#### Text section

Veronica cymbalaria, the pale speedwell, glandular speedwell or cymbal speedwell is a species of flowering plant in the Plantaginaceae (Plantain) family. It is native to countries surrounding the Mediterranean and a little further afield, and has been introduced to parts of the Americas and New Zealand.

==Description==
A sprawling, white-flowered annual speedwell, able to cover areas under the right conditions, resembling Veronica hederifolia (Ivy-Leaved Speedwell) but with white flowers (6–12 mm diam) and more numerously lobed leaves (5-9 lobes). The sepals holding the flowers and fruit have broad lobes, whilst the fruit is shallowly dented at the top. The plant is usually lightly hairy, but can be very hairy or hairless.

==Taxonomy==
Veronica cymbalaria was given its scientific name in 1798 by Pierre Henri Hippolyte Bodard. It is part of the genus Veronica which is classified in the Plantaginaceae family. It has no accepted subspecies or varieties, but has several among its synonyms.

########
#### Raw data

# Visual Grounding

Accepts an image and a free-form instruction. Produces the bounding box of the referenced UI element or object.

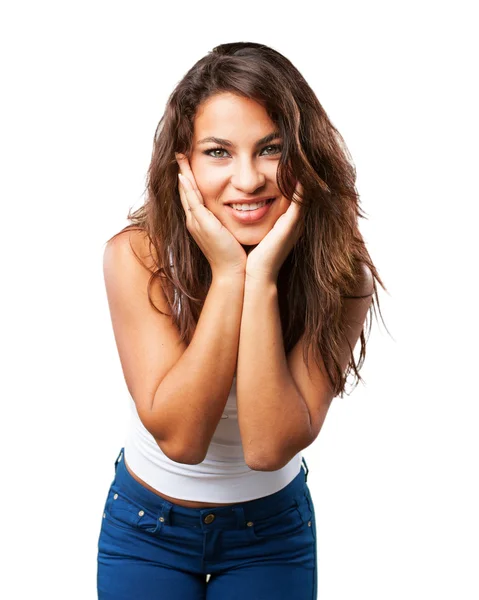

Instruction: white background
[0,0,479,600]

########

• Task set:
**a.** In the text on pale speedwell, who gave Veronica cymbalaria its scientific name, and in what year?
**b.** Carry on the text on pale speedwell, starting after its final sentence.

• Replies:
**a.** Pierre Henri Hippolyte Bodard, in 1798.

**b.**
Table of Synonyms
| Name | Year | Rank | Notes |
| Cochlidiosperma cymbalaria (Bodard) Opiz | 1839 | species | ≡ hom. |
| Pocilla cymbalaria (Bodard) Fourr. | 1869 | species | ≡ hom. |
| Veronica bodardii Jord. & Fourr. | 1866 | species | = het. |
| Veronica cuneata Guss. | 1855 | species | = het. |
| Veronica cymbalaria var. fallacina (Jord. & Fourr.) Rouy | 1909 | variety | = het. |
| Veronica cymbalaria subsp. glandulosa Peev | 1978 | subspecies | = het. |
| Veronica cymbalaria var. longipes (Jord. & Fourr.) Rouy | 1909 | variety | = het. |
| Veronica cymbalariifolia Vahl | 1804 | species | = het., nom. illeg. |
| Veronica cymbalariifolia var. fallacina (Jord. & Fourr.) Rouy | 1909 | variety | = het. |
| Veronica cymbalariifolia var. longipes (Jord. & Fourr.) Rouy | 1909 | variety | = het. |
| Veronica fallacina Jord. & Fourr. | 1866 | species | = het. |
| Veronica glandulifera Freyn | 1876 | species | = het., nom. illeg. |
| Veronica longipes Jord. & Fourr. | 1866 | species | = het. |
Notes: ≡ homotypic synonym; = heterotypic synonym

==Distribution and habitat==

Native to countries around the Mediterranean and slight further afield - Native to Albania, Algeria, Baleares, Bulgaria, Corsica, Cyprus, East Aegean Islands, France, Greece, Iran, Iraq, Israel, Italy, Crete, Crimea, Lebanon, Syria, Libya, Morocco, Palestine, Portugal, Sardegna, Saudi Arabia, Sicily, Spain, Tunisia, Turkey and ex-Yugoslavia countries, and introduced to Belgium, Chile Central, Great Britain, Louisiana, Netherlands, New Zealand North.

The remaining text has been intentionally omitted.